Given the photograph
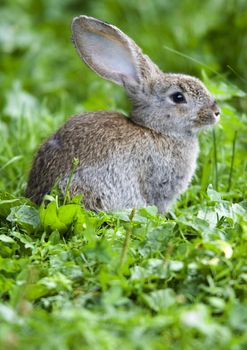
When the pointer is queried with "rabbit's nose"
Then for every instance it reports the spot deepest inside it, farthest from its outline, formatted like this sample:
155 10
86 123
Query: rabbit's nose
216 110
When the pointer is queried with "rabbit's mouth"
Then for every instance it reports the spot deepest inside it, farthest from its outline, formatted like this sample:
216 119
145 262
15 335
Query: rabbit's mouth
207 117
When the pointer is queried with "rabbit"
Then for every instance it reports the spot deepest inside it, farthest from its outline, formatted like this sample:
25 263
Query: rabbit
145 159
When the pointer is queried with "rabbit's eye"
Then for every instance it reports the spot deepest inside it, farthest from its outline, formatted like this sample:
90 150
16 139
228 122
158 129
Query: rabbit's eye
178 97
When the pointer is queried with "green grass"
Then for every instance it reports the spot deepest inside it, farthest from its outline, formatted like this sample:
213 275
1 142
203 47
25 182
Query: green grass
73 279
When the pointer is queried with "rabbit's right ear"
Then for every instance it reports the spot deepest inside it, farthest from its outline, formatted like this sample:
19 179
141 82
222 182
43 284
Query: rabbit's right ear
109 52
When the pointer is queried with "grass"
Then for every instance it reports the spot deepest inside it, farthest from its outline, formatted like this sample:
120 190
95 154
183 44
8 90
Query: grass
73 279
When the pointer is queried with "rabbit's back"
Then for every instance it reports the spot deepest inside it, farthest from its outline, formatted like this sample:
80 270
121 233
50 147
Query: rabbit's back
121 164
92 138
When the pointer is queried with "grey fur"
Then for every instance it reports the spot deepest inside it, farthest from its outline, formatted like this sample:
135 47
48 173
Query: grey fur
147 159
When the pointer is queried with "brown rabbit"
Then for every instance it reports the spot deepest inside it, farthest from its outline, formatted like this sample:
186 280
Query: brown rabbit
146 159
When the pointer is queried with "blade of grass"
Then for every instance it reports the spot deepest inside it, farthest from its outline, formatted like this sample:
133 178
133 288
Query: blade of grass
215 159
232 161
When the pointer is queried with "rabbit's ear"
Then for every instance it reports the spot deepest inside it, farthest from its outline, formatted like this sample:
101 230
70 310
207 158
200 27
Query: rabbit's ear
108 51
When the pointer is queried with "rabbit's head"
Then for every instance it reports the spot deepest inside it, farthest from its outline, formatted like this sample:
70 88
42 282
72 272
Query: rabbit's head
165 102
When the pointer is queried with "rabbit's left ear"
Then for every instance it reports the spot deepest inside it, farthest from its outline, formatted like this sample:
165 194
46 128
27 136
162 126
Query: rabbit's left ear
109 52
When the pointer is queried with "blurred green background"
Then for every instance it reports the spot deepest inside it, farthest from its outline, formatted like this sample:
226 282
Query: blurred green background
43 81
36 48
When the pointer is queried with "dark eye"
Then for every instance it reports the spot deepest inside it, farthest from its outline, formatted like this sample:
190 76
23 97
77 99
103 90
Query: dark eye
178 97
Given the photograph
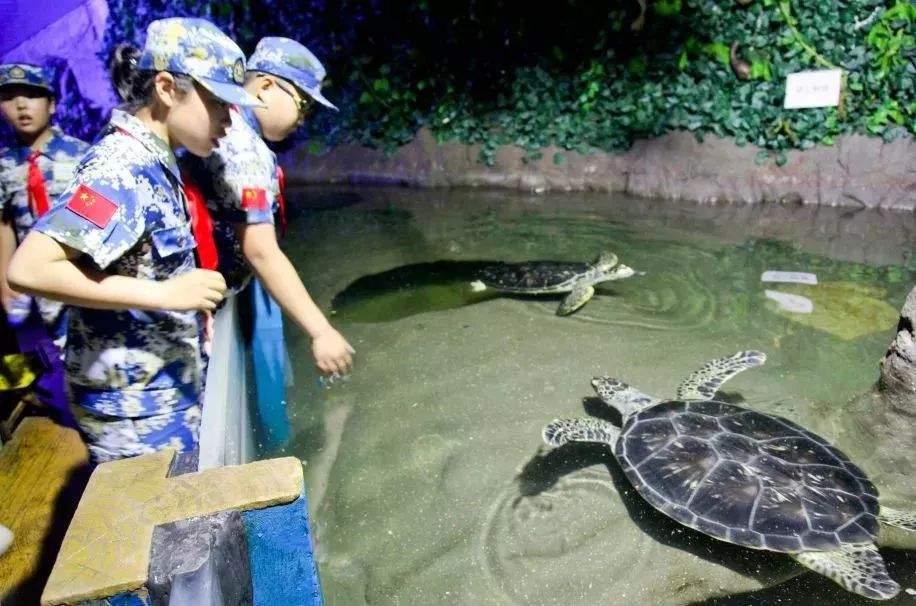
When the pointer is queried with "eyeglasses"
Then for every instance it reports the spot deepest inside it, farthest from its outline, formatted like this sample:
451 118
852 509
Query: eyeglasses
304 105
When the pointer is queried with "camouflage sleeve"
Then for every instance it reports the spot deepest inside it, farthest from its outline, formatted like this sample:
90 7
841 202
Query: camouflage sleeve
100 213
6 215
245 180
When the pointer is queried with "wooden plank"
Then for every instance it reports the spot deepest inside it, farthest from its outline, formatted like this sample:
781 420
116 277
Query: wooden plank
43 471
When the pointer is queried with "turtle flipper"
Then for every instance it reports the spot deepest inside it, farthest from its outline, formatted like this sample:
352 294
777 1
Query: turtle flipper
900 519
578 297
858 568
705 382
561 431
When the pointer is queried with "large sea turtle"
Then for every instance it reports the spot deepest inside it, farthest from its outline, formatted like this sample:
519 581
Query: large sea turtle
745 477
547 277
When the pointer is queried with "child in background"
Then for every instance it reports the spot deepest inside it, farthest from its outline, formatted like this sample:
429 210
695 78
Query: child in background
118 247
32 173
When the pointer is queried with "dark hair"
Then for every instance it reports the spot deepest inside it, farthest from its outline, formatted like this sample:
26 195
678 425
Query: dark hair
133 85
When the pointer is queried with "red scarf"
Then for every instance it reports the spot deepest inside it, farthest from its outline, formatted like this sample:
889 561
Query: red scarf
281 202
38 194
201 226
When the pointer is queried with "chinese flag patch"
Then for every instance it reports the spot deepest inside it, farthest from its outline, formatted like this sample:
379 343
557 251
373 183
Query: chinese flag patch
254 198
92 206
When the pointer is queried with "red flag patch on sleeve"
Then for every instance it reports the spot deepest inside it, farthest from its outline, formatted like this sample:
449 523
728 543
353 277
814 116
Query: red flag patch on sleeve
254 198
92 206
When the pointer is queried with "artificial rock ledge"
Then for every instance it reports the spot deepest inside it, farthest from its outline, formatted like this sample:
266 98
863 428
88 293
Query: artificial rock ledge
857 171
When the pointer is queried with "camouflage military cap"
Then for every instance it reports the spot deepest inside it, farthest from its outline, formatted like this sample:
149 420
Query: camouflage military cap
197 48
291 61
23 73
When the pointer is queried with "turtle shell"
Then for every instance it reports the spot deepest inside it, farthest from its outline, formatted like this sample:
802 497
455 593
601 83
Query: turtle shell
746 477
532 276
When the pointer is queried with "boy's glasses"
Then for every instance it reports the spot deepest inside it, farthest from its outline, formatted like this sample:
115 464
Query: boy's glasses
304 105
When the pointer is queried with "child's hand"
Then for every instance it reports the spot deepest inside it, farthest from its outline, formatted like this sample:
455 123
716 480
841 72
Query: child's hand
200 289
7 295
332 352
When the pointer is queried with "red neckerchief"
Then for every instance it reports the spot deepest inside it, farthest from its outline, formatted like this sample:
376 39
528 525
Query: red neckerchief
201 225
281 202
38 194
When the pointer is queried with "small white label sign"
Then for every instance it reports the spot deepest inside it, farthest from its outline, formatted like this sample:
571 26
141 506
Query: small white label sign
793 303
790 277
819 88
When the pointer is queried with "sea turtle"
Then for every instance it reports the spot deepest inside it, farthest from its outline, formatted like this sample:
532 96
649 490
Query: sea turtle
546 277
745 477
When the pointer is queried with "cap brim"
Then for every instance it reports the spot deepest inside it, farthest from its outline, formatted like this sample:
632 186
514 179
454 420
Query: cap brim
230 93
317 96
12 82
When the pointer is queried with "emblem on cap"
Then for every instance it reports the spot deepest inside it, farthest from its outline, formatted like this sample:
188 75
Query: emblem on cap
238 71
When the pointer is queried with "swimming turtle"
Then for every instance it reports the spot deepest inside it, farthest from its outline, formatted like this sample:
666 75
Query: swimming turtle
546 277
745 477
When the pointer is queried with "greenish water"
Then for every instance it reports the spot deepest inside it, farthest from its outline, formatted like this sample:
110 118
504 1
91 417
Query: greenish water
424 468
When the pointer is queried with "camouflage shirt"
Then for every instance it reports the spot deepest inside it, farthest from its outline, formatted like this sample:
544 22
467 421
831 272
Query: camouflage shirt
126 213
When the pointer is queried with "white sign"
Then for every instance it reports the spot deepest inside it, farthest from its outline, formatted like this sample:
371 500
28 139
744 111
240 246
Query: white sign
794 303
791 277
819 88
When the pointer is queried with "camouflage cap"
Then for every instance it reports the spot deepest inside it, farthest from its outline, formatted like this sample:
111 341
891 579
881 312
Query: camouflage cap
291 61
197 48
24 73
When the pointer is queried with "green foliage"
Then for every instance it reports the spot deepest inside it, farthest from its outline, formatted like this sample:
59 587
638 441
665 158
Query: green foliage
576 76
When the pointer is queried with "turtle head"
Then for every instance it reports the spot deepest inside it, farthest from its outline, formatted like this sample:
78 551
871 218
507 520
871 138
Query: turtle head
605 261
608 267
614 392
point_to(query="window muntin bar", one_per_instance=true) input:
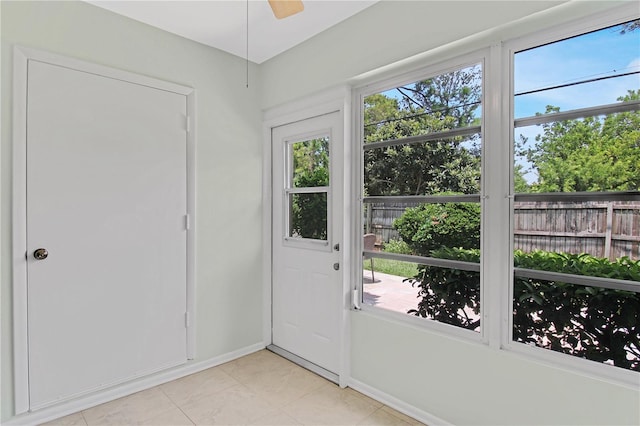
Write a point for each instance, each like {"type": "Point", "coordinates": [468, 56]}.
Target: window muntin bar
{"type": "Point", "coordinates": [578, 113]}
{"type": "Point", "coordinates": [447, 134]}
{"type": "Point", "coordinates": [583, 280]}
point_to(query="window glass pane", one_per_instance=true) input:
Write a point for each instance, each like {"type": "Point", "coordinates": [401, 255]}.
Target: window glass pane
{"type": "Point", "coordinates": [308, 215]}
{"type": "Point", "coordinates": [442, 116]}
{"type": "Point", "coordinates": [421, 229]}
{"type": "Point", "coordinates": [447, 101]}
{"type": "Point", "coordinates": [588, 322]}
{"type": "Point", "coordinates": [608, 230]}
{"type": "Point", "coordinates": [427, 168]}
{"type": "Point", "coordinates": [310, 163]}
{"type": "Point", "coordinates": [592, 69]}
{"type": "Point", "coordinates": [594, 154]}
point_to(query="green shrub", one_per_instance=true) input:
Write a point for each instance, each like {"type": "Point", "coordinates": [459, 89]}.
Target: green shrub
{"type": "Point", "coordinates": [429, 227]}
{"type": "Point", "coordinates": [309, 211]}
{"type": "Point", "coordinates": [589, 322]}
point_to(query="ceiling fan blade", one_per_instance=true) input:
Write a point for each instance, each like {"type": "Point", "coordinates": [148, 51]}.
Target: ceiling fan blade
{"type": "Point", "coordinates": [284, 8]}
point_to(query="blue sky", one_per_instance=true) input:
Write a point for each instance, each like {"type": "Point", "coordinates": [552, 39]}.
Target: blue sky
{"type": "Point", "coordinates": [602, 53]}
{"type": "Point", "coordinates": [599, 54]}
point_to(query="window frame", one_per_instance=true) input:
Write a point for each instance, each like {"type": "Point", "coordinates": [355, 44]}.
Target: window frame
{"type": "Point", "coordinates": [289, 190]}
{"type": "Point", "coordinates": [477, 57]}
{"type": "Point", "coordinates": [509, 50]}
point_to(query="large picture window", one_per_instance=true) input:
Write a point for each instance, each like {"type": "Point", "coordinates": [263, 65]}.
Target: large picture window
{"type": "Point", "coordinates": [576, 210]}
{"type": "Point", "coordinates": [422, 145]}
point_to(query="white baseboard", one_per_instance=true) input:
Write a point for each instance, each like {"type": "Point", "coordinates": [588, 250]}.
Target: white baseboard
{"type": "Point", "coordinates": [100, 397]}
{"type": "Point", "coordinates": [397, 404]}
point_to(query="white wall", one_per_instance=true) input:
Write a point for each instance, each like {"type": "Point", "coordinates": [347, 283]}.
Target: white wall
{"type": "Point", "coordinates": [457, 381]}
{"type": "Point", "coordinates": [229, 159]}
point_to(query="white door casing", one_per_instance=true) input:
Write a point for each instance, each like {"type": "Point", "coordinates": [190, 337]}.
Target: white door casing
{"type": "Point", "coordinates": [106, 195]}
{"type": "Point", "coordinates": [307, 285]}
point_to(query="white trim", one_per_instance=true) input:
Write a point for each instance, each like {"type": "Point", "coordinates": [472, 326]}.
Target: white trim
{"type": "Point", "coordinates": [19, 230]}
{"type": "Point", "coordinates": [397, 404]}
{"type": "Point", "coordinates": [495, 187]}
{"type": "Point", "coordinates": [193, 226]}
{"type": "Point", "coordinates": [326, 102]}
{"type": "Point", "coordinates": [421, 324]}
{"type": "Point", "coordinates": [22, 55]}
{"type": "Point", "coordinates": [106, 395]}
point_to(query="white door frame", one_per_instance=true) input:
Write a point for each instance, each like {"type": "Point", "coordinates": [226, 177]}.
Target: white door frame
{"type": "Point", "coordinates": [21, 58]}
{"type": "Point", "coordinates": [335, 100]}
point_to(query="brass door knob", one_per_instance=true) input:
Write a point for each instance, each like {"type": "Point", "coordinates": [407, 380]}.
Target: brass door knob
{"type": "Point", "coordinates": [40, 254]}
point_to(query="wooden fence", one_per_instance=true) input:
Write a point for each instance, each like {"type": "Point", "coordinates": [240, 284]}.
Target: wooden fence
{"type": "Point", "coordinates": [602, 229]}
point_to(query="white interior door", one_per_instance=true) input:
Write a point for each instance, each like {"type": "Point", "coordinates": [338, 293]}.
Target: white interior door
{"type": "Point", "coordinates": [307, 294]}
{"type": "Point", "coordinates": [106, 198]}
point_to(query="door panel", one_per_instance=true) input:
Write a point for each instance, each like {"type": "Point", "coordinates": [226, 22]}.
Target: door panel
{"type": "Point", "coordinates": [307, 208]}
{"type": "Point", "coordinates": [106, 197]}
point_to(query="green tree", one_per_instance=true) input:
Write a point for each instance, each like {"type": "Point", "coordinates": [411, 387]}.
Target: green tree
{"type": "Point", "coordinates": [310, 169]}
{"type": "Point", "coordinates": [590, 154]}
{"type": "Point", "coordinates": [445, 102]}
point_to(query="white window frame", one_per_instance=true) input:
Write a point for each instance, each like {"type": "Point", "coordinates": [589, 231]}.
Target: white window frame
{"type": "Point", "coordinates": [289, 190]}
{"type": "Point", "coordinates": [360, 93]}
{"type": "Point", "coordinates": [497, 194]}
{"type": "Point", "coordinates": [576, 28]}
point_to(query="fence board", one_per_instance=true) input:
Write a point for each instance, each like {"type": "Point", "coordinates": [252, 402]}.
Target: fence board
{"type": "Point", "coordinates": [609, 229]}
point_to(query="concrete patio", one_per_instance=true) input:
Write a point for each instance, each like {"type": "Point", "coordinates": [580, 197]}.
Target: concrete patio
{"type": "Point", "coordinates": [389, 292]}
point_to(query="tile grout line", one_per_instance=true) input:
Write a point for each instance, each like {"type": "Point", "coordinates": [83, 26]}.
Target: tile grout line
--------
Task directions:
Whichever lines of the data include the word "grout", pull them out.

Task answer:
point_to(query="tile grout line", one_per_instance=true) input:
Target: tile grout line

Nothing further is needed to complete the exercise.